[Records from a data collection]
— Begin —

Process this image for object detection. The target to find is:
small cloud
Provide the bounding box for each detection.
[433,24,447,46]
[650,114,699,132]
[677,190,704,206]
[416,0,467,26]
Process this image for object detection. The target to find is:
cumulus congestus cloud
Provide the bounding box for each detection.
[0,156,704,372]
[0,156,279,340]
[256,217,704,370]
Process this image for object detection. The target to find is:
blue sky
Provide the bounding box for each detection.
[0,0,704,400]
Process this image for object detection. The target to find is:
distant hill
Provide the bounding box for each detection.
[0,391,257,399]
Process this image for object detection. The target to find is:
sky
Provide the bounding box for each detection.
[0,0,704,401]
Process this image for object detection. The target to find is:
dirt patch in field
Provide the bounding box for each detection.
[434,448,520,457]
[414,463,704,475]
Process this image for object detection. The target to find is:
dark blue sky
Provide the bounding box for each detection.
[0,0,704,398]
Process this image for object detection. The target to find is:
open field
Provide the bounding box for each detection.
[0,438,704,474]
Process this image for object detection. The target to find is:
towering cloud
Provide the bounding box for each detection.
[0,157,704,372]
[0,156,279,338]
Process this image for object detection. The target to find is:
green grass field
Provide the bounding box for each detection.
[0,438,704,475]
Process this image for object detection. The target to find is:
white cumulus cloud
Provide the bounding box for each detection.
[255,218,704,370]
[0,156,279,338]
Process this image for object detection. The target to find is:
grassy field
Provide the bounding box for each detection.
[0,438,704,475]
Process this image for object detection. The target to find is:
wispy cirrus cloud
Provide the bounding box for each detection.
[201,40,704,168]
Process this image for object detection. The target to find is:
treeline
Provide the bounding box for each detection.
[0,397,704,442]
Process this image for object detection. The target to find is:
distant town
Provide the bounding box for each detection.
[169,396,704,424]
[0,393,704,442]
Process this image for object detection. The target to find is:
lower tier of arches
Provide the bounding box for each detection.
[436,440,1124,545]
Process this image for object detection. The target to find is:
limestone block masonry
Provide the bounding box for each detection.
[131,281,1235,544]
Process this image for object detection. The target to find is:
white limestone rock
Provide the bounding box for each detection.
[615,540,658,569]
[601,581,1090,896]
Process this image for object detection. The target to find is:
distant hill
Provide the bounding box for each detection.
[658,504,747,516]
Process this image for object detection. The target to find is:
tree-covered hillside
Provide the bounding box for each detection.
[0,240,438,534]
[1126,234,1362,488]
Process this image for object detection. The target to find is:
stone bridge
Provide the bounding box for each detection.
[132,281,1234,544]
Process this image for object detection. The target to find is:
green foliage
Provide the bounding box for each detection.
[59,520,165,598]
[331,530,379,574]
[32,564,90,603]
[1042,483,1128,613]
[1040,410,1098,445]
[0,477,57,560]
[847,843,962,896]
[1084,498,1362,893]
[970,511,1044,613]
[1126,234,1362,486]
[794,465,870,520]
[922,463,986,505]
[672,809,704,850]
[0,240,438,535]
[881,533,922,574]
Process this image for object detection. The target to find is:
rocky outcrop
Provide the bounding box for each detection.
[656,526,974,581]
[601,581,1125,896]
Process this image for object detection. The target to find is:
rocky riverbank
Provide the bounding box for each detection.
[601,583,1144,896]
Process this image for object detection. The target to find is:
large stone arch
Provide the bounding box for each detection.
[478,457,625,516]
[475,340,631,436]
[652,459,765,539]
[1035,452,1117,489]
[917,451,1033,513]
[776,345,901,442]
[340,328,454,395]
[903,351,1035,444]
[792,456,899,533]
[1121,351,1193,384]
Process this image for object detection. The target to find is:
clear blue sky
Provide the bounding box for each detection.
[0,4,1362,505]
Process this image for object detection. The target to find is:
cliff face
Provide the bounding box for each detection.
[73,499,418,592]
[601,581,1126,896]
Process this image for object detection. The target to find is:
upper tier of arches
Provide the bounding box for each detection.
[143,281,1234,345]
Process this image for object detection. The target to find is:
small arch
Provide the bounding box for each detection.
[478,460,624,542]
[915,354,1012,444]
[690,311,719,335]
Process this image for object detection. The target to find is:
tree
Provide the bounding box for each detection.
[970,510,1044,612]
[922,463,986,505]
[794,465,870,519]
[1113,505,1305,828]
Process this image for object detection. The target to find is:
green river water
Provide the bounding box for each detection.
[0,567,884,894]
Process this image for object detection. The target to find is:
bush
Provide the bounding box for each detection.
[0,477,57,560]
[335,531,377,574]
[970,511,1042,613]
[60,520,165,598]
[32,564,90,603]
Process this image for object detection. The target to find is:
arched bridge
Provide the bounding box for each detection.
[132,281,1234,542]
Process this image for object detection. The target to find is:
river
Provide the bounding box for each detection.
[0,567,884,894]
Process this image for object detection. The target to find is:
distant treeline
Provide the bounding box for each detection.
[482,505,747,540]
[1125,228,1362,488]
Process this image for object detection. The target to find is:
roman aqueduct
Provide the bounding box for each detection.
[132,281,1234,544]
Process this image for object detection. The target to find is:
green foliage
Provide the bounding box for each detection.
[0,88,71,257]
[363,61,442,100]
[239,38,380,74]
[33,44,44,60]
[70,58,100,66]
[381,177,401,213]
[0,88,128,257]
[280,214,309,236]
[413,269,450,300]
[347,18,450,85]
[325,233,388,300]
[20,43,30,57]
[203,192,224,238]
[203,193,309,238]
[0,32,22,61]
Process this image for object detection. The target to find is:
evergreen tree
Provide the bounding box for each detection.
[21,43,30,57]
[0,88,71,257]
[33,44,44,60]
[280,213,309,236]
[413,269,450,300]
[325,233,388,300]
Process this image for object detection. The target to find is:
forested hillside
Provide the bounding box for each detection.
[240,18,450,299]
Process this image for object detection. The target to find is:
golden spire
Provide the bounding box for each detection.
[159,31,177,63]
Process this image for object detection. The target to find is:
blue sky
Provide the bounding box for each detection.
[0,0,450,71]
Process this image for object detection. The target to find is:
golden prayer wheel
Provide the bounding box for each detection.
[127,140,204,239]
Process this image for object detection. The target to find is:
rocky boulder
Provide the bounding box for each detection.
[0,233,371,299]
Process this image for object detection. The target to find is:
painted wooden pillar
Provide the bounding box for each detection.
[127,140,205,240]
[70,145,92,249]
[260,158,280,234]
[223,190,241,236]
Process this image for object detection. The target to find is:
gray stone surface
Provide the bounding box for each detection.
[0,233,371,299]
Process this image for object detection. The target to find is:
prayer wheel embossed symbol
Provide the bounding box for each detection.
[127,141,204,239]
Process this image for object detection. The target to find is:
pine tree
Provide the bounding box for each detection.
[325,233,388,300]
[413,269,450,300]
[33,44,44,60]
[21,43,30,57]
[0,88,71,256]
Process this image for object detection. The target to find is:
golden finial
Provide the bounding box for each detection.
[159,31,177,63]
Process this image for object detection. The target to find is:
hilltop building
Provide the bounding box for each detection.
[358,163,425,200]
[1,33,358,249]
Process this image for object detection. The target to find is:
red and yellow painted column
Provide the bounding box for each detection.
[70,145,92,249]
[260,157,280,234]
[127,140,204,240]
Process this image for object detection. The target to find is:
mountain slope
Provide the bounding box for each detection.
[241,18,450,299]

— End —

Find every line in the records above that contains the string "rocky", and copy each of those lines in full. Case counts.

rocky outcrop
rocky riverbank
rocky boulder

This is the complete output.